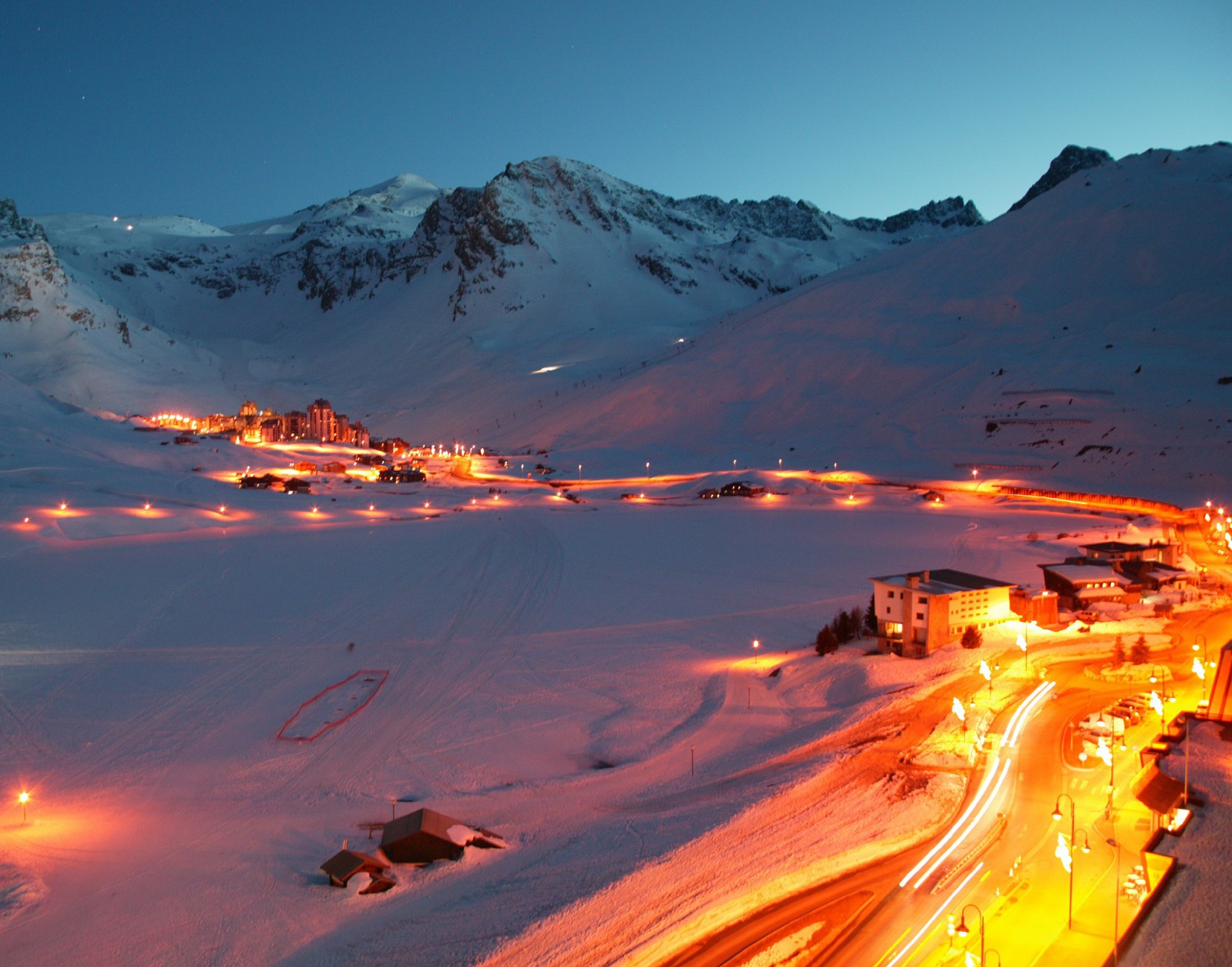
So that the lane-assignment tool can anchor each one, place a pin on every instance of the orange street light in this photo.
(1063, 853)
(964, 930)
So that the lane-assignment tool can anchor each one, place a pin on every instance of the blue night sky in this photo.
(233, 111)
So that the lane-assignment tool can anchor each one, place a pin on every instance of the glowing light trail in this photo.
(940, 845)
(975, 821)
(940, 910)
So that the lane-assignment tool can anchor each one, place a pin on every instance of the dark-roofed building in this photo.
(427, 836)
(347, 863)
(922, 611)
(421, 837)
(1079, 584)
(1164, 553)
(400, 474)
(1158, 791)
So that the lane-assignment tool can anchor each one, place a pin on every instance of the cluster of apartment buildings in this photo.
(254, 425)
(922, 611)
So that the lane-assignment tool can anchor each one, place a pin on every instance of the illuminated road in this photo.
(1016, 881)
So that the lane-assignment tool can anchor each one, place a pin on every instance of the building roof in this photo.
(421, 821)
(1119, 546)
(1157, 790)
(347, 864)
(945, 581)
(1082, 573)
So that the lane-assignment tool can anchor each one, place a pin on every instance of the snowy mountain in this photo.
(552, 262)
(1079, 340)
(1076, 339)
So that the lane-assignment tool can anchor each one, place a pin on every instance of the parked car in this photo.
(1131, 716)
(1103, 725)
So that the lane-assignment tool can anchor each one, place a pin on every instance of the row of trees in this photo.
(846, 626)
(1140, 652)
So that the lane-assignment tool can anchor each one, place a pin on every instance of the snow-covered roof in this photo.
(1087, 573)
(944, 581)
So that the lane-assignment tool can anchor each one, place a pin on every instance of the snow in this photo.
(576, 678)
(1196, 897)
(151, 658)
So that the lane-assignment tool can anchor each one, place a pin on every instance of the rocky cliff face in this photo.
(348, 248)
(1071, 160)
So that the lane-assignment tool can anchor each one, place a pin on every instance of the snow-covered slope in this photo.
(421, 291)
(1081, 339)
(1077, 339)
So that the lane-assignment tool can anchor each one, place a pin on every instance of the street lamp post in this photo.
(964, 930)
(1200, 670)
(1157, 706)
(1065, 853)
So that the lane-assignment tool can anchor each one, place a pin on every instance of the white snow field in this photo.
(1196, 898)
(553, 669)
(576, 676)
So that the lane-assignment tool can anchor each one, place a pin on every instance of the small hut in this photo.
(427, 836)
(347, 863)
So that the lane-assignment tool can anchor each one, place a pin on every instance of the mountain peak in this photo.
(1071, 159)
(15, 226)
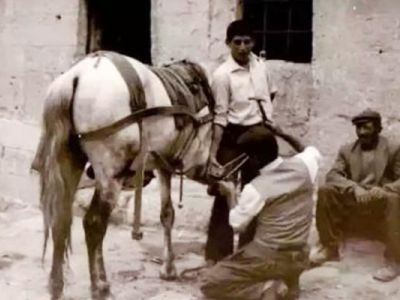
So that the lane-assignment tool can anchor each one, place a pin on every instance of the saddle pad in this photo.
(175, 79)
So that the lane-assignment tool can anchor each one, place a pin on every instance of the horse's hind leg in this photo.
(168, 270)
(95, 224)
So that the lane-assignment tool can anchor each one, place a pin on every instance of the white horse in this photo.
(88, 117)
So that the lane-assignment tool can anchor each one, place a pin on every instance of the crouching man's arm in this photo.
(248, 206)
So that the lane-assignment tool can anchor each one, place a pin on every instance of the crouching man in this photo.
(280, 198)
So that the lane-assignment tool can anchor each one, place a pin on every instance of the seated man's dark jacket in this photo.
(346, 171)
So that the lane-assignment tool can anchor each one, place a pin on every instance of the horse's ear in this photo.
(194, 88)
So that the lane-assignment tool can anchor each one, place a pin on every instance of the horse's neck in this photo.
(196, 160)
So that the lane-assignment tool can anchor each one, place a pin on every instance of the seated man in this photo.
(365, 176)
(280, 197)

Assigned task >> Your answer must consist solely of the lines from the one containing "neck in this photo." through the last line of the entries, reproduced exactly.

Output >>
So that the lane-assignment tool can anchor each one, place a pin on every instance of the horse's neck in this photo.
(196, 160)
So that the lane-assignment tool can anchor each one, place a pin on every instance of the seated man in this photo.
(365, 176)
(280, 197)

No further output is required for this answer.